_Activity_. Below is a listing. Set down exactly the lines from the one containing "column 25, row 317" through the one containing "column 239, row 255", both ends included, and leave out the rest.

_Data to process_.
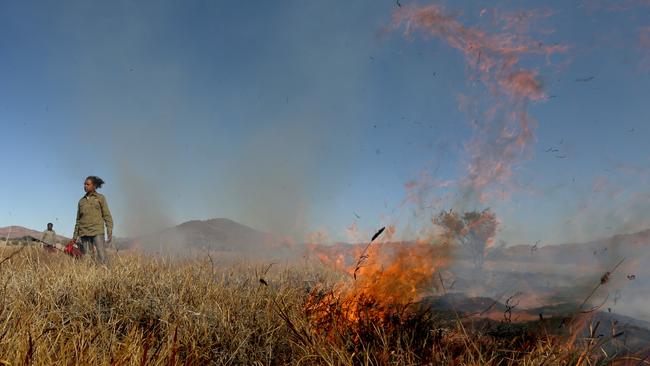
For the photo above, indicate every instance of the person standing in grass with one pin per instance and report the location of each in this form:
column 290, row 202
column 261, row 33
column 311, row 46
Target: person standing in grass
column 92, row 216
column 49, row 236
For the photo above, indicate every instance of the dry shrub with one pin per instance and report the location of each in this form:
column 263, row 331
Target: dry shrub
column 152, row 310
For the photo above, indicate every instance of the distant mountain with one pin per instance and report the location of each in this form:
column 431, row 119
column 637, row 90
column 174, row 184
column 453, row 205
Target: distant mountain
column 21, row 233
column 214, row 235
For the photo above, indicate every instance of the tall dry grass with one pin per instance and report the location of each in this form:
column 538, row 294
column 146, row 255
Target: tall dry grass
column 55, row 310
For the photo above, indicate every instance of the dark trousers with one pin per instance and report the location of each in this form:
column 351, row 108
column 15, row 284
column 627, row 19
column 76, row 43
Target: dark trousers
column 95, row 246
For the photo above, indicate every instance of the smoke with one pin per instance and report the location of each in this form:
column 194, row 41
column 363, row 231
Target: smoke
column 503, row 127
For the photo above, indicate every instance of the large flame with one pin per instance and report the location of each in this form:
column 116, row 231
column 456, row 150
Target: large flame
column 384, row 279
column 499, row 113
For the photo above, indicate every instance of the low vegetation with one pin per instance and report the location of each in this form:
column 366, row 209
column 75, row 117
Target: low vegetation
column 161, row 311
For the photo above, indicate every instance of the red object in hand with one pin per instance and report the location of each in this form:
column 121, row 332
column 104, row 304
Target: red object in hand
column 72, row 249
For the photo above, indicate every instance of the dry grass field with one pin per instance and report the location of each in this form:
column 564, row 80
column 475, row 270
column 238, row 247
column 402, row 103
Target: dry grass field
column 55, row 310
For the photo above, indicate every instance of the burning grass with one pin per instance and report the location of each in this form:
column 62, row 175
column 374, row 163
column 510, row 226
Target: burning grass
column 145, row 310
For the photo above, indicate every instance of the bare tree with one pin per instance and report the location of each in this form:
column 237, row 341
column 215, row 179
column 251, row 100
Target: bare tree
column 474, row 231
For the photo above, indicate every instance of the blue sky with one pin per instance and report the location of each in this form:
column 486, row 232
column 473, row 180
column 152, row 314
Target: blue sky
column 292, row 116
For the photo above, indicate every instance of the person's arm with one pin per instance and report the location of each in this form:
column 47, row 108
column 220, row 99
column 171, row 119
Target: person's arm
column 75, row 236
column 108, row 219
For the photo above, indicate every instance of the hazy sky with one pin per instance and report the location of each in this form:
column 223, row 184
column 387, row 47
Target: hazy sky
column 301, row 116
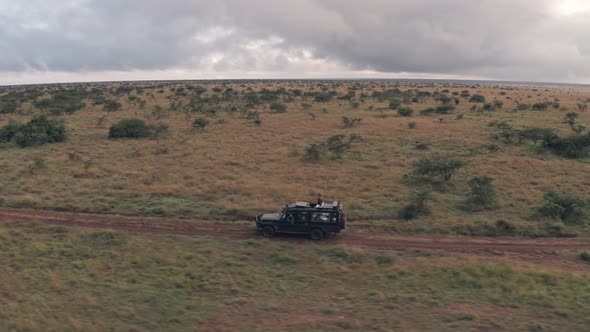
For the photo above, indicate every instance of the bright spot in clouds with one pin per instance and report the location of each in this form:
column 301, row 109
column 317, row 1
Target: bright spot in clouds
column 572, row 7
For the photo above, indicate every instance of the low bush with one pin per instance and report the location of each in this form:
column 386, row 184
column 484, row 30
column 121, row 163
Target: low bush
column 405, row 111
column 417, row 206
column 441, row 166
column 130, row 128
column 541, row 106
column 482, row 195
column 575, row 146
column 200, row 123
column 445, row 109
column 394, row 104
column 8, row 131
column 350, row 122
column 40, row 130
column 278, row 108
column 111, row 105
column 477, row 99
column 8, row 106
column 569, row 208
column 313, row 152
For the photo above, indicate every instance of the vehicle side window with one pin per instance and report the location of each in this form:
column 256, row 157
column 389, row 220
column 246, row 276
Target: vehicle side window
column 303, row 216
column 290, row 216
column 322, row 217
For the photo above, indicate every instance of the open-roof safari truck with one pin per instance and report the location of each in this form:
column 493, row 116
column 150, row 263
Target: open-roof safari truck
column 303, row 217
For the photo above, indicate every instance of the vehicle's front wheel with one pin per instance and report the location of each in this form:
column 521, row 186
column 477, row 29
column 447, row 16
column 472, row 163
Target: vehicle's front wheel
column 268, row 231
column 316, row 234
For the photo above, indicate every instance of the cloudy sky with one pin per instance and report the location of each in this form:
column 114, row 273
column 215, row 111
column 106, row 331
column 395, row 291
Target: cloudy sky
column 87, row 40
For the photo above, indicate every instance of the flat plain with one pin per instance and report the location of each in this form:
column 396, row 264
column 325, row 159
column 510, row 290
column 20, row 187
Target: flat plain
column 233, row 149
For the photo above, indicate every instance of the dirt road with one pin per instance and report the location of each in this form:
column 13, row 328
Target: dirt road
column 244, row 231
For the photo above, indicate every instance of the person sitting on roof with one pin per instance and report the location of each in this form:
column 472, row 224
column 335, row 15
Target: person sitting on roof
column 320, row 201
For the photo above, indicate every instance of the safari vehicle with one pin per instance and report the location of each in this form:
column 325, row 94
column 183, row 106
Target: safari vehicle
column 303, row 217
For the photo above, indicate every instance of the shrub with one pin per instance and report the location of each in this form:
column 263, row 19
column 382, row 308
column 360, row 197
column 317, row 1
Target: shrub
column 112, row 106
column 417, row 206
column 306, row 106
column 535, row 134
column 278, row 107
column 40, row 130
column 338, row 146
column 130, row 128
column 394, row 104
column 428, row 111
column 350, row 122
column 540, row 106
column 8, row 131
column 8, row 106
column 445, row 109
column 313, row 152
column 572, row 146
column 566, row 207
column 405, row 111
column 444, row 167
column 477, row 99
column 61, row 102
column 200, row 123
column 482, row 195
column 523, row 107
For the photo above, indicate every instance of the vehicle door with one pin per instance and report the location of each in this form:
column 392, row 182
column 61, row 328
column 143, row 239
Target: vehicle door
column 303, row 222
column 323, row 220
column 286, row 222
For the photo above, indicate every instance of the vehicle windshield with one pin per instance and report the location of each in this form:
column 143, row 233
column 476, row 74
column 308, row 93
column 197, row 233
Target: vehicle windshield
column 283, row 212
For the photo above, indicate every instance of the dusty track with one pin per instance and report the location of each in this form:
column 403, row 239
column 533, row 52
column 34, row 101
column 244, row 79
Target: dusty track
column 241, row 231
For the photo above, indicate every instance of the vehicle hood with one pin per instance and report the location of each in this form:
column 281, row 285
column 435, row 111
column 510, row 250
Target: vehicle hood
column 270, row 216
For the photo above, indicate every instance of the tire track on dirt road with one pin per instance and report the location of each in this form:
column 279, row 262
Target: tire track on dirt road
column 170, row 226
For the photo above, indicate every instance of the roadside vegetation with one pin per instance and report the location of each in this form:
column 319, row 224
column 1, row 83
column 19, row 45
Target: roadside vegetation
column 486, row 155
column 65, row 279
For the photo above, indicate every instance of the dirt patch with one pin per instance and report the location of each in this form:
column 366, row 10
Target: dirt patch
column 237, row 231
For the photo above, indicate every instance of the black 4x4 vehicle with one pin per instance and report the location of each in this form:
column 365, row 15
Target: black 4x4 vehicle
column 303, row 217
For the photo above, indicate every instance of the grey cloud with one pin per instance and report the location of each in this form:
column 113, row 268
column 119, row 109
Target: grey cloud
column 499, row 39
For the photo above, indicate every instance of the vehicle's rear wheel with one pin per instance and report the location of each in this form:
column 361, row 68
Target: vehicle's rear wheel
column 268, row 231
column 316, row 234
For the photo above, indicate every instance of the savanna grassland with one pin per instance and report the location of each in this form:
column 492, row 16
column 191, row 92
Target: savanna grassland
column 243, row 147
column 68, row 279
column 470, row 159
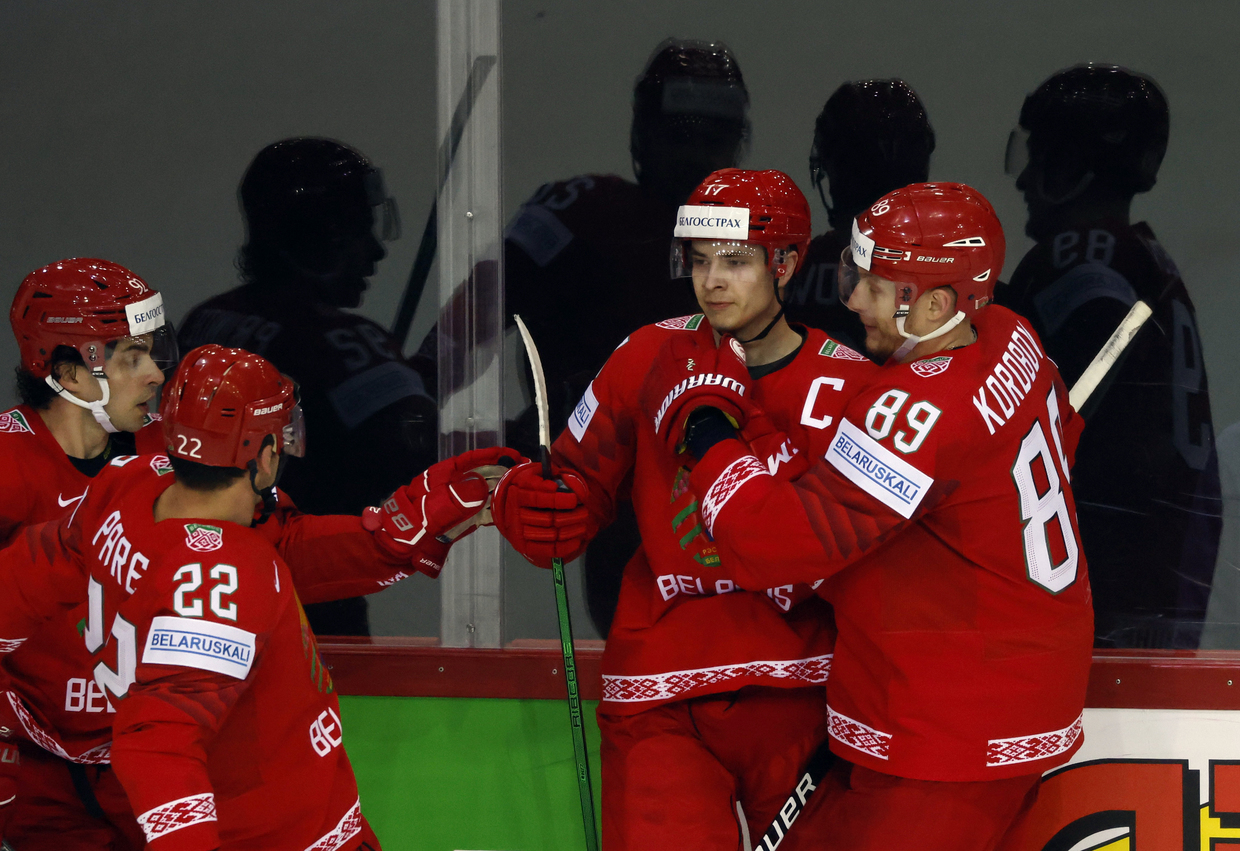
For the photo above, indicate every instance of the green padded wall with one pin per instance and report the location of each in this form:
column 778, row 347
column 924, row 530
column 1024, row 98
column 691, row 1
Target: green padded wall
column 468, row 774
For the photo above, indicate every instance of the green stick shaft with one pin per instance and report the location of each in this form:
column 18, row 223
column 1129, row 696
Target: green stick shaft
column 574, row 707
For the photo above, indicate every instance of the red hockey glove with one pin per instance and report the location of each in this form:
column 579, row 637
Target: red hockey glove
column 690, row 374
column 543, row 519
column 773, row 447
column 448, row 501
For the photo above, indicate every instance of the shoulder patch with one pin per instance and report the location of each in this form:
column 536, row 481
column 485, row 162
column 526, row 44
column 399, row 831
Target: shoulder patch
column 835, row 349
column 682, row 323
column 201, row 537
column 877, row 470
column 583, row 413
column 202, row 644
column 931, row 366
column 14, row 422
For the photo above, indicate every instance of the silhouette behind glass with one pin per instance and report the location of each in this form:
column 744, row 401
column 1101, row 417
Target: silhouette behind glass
column 1146, row 476
column 872, row 137
column 315, row 211
column 587, row 258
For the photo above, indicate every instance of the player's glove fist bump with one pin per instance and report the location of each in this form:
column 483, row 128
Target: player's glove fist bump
column 690, row 374
column 444, row 504
column 542, row 517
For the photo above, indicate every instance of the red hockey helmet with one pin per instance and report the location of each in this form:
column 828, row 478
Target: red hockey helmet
column 222, row 402
column 738, row 205
column 926, row 236
column 86, row 304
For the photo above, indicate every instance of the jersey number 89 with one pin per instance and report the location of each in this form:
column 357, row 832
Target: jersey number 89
column 1043, row 505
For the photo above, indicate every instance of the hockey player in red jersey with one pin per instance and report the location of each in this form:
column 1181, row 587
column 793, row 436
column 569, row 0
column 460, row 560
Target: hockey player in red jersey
column 196, row 622
column 941, row 514
column 93, row 349
column 1147, row 478
column 711, row 696
column 51, row 448
column 872, row 137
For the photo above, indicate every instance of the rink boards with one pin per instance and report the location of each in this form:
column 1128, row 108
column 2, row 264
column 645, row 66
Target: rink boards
column 469, row 749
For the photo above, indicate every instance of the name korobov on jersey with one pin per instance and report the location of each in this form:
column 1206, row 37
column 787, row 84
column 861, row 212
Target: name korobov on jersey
column 227, row 727
column 657, row 649
column 943, row 514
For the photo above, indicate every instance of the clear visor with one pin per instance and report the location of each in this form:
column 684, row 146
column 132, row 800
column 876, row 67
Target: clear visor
column 130, row 356
column 847, row 274
column 719, row 258
column 294, row 434
column 1017, row 155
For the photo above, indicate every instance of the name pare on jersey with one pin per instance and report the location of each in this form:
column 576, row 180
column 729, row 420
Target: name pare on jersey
column 117, row 555
column 1011, row 380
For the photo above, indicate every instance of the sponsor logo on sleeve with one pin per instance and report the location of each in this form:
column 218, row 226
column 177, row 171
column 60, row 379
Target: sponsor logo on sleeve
column 702, row 222
column 14, row 421
column 145, row 315
column 201, row 537
column 838, row 350
column 583, row 413
column 877, row 470
column 931, row 366
column 202, row 644
column 680, row 324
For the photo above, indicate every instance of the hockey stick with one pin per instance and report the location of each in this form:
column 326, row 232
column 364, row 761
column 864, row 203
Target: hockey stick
column 1112, row 350
column 820, row 763
column 425, row 257
column 566, row 625
column 1109, row 354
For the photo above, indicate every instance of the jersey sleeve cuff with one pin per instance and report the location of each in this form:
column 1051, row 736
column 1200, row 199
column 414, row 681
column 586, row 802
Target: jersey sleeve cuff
column 726, row 468
column 185, row 824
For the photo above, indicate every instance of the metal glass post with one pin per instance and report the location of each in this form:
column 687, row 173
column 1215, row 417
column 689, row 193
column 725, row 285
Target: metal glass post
column 470, row 297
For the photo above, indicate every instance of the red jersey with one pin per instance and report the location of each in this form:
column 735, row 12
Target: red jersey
column 682, row 628
column 50, row 690
column 940, row 507
column 1147, row 476
column 227, row 727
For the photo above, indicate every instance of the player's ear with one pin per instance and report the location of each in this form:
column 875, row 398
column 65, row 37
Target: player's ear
column 268, row 459
column 790, row 264
column 943, row 303
column 66, row 374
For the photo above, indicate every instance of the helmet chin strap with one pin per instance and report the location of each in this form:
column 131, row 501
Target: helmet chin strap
column 771, row 323
column 96, row 408
column 912, row 340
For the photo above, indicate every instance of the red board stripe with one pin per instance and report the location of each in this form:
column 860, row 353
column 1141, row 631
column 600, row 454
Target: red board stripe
column 533, row 669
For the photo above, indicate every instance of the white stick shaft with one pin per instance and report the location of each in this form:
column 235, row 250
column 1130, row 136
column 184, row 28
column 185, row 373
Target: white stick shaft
column 1109, row 354
column 540, row 383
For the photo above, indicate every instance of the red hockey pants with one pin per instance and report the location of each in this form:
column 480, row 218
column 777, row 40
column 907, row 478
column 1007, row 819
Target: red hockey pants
column 672, row 774
column 858, row 809
column 51, row 815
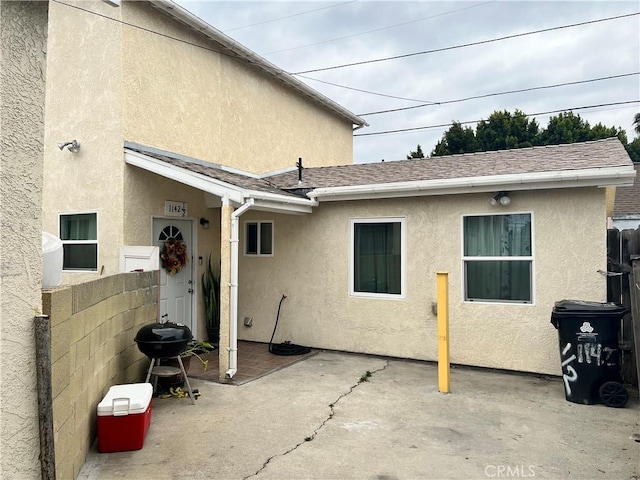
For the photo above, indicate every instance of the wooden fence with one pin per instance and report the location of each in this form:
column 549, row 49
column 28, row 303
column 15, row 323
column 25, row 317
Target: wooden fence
column 623, row 286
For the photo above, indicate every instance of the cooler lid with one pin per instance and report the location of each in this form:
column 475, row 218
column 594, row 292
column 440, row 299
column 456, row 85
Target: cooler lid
column 126, row 399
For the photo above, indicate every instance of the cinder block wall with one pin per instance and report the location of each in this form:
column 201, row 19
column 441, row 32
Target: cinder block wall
column 93, row 326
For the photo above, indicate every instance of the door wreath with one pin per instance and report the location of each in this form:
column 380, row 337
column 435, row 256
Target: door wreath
column 173, row 256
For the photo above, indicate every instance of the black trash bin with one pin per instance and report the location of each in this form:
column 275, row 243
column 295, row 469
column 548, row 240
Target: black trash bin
column 588, row 338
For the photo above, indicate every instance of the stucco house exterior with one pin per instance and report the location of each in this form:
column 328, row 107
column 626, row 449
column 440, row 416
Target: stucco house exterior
column 23, row 34
column 358, row 263
column 626, row 210
column 180, row 127
column 154, row 74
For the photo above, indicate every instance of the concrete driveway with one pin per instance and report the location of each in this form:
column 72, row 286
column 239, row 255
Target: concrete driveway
column 317, row 419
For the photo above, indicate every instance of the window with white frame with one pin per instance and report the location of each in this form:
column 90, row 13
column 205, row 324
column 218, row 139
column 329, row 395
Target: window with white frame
column 259, row 238
column 377, row 257
column 498, row 258
column 79, row 235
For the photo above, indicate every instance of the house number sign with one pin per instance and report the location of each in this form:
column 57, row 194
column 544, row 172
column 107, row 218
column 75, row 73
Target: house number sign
column 175, row 209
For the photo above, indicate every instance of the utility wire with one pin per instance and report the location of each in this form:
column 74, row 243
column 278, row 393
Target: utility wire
column 369, row 92
column 289, row 16
column 482, row 42
column 378, row 29
column 148, row 30
column 400, row 130
column 475, row 97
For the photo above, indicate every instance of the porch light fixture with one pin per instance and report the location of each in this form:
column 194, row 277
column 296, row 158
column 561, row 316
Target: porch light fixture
column 73, row 146
column 501, row 198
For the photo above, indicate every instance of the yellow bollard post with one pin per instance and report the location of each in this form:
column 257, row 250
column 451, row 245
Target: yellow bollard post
column 443, row 331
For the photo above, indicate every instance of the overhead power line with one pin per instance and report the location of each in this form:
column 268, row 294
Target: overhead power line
column 401, row 130
column 476, row 97
column 379, row 29
column 368, row 91
column 482, row 42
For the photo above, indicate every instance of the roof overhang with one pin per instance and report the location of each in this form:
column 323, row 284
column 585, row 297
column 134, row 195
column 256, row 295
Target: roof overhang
column 234, row 194
column 176, row 11
column 592, row 177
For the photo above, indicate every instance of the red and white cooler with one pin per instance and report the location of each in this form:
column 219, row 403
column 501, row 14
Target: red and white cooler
column 124, row 415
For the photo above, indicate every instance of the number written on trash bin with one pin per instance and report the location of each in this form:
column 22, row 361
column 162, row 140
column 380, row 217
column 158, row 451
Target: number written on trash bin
column 589, row 352
column 569, row 374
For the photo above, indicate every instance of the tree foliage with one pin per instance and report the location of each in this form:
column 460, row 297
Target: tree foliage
column 504, row 130
column 417, row 154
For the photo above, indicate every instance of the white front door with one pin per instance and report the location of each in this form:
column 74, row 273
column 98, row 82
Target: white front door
column 176, row 290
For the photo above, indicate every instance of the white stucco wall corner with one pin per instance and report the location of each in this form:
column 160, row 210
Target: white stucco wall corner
column 23, row 40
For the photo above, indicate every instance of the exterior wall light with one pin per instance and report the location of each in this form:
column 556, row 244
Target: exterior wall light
column 73, row 146
column 501, row 198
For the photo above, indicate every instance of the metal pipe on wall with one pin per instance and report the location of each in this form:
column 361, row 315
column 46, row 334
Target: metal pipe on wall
column 42, row 327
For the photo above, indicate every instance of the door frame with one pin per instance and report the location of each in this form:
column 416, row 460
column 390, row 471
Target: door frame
column 192, row 258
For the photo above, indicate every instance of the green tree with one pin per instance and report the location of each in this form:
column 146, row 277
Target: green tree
column 456, row 140
column 633, row 149
column 417, row 154
column 504, row 130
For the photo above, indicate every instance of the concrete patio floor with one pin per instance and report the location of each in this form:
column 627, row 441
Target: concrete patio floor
column 317, row 420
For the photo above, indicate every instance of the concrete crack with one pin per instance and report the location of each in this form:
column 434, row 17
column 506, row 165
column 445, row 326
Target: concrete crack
column 364, row 378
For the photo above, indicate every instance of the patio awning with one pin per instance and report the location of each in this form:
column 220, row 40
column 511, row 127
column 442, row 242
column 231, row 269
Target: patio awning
column 223, row 182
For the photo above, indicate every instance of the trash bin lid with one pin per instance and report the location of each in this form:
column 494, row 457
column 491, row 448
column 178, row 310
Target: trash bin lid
column 580, row 306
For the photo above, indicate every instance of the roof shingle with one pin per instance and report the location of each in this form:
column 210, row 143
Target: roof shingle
column 576, row 156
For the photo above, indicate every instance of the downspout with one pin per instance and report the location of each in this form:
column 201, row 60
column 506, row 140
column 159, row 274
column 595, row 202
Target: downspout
column 233, row 288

_Expected answer_.
column 25, row 317
Target: wooden fence
column 623, row 286
For the photo above, indicate every instance of the cooler lid with one pin per instance and report the location of each in this form:
column 475, row 218
column 594, row 292
column 440, row 299
column 456, row 85
Target: cooler lid
column 126, row 399
For the photo above, indicate every instance of the cinder block wall with one pin per instance and report the location of each in this form:
column 201, row 19
column 441, row 32
Target: cinder block wall
column 93, row 326
For the photo above, indicate every instance of the door wreath with one pin per instance and report the location of each in this form:
column 380, row 337
column 435, row 256
Target: door wreath
column 173, row 256
For the photo above, indicate every instance of the black trash bin with one pin per instance and report the location of each in this form:
column 275, row 243
column 295, row 469
column 548, row 240
Target: black trash bin
column 588, row 338
For the photo above, indicate every instance of the stucco house exterior with one pin per instance and report the location of each in this form:
column 328, row 107
column 626, row 449
column 440, row 416
Target: stucco house exterior
column 23, row 34
column 358, row 263
column 626, row 210
column 180, row 127
column 154, row 74
For the photo above, indicate every instance of the concrete driveway with one pin per instance and report the location of each in this form:
column 72, row 286
column 239, row 255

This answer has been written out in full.